--- BEGIN Passage ---

# Chicken Chit to Chicken Soup Aluminum Boat Project



## weimedog (Aug 28, 2019)

OK....rushed the purchase of this boat as I wanted one to take on a short vacation to North Carolina. And was planning to leave it there.... Digging through the "facebook" marketplace found what looked like a "cheap" option. Was looking for a high sided 14 or 16ft aluminum boat. LOTS of things like Starcraft's and older ones with a low freeboard...not many high sided ones. SO when this turned up the price was..low and is was only an hour away so I rushed to get it as I had to be driving the next day. Unfortunately the two "sins" of boat purchase were simultaneously done. Not looking over ALL the boat, seeing the signs but wanting to make things work AND not seeing the motor run.

Got home....motor didn't pump water. BUT ran....and to those who are familiar with that era of Mercuries know that's a sign of more ominous things at times. AND the transom was....rotted completely. BUT there is MORE! There was a rip in the bottom of this boat. Needless to say I spent 600 bucks or junk. SO what to do? The following two video's are the last week of my life:

Started Like This...all happy and hopeful


Ended Like This..


----------



## CentaurG2 (Aug 29, 2019)

“there is nothing-absolutely nothing-half so much worth doing as simply messing around in boats” Kenneth Grahame, *The wind in the Willows.*



This does not apply to aluminum boats. There are much better materials to build boats out of. Good job though. You need to move out to the coast and open a boat repair shop. You could make a fortune around here.


----------



## Del_ (Aug 29, 2019)

weimedog said:


> OK....rushed the purchase of this boat as I wanted one to take on a short vacation to North Carolina. And was planning to leave it there.... Digging through the "facebook" marketplace found what looked like a "cheap" option. Was looking for a high sided 14 or 16ft aluminum boat. LOTS of things like Starcraft's and older ones with a low freeboard...not many high sided ones. SO when this turned up the price was..low and is was only an hour away so I rushed to get it as I had to be driving the next day. Unfortunately the two "sins" of boat purchase were simultaneously done. Not looking over ALL the boat, seeing the signs but wanting to make things work AND not seeing the motor run.

--- END Passage ---
--- BEGIN Listed records ---

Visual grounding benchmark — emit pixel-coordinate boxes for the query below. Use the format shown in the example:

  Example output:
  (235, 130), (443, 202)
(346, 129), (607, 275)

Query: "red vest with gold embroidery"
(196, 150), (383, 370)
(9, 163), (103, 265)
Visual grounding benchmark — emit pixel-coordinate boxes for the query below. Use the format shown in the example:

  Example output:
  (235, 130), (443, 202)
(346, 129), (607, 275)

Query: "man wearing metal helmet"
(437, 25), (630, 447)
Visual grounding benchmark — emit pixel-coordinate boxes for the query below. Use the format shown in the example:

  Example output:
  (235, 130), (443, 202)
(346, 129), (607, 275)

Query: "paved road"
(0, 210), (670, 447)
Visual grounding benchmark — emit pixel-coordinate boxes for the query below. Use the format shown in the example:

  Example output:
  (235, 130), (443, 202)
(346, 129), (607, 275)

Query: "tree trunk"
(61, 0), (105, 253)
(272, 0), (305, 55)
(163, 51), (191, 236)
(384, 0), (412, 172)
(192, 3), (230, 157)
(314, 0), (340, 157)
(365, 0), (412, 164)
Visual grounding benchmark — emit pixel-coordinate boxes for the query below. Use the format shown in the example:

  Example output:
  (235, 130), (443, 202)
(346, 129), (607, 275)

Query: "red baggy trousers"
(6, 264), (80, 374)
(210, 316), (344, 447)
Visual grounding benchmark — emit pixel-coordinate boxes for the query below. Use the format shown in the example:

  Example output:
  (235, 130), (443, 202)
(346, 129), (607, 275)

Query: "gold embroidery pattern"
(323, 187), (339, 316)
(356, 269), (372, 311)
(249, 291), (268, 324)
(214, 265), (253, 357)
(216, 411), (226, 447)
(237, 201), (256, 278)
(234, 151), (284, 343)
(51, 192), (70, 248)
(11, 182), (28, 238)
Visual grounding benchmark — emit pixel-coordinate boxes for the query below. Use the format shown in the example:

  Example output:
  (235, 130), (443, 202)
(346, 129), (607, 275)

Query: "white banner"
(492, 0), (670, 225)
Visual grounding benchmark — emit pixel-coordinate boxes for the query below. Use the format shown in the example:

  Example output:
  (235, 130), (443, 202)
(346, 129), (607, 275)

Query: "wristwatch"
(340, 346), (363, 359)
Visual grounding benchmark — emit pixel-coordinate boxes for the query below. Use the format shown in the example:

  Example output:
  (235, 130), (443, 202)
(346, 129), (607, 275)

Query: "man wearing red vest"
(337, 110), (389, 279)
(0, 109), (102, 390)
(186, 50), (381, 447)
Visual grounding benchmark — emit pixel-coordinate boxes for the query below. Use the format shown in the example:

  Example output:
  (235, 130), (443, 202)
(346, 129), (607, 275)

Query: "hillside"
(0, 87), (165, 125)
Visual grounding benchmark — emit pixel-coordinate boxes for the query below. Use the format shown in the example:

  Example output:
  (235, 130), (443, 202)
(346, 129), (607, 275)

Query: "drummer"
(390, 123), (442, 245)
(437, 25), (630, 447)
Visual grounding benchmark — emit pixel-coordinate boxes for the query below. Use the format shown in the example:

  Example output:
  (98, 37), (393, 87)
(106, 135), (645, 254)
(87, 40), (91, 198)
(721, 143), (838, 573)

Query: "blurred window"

--- END Listed records ---

Work required: Can you pick up the aluminum boat thread above and keep writing it from the point where it stops?

Answer:
> 
> Got home....motor didn't pump water. BUT ran....and to those who are familiar with that era of Mercuries know that's a sign of more ominous things at times. AND the transom was....rotted completely. BUT there is MORE! There was a rip in the bottom of this boat. Needless to say I spent 600 bucks or junk. SO what to do? The following two video's are the last week of my life:
> 
> ...




Is there wood on the outside of the transom?

I've not seen an aluminum boat with an outboard without it.


----------



## weimedog (Aug 29, 2019)

Del_ said:


> Is there wood on the outside of the transom?
> 
> I've not seen an aluminum boat with an outboard without it.


Nope. Didn't have any out side. Had these little "rings" with plastic pads for the outboard hang on to. Need to have something to keep it from "sliding" up as the power unit pushes the boat on plane


----------



## CentaurG2 (Aug 29, 2019)

Be careful. Power unit might pull out the transom.


----------



## Del_ (Aug 29, 2019)

weimedog said:


> Nope. Didn't have any out side. Had these little "rings" with plastic pads for the outboard hang on to. Need to have something to keep it from "sliding" up as the power unit pushes the boat on plane



Outboard motors usually have 'dogs' that sink into the wood to hold the motor in place on the outside of the transom.

That 15 of yours should be a good motor.


----------



## CentaurG2 (Aug 29, 2019)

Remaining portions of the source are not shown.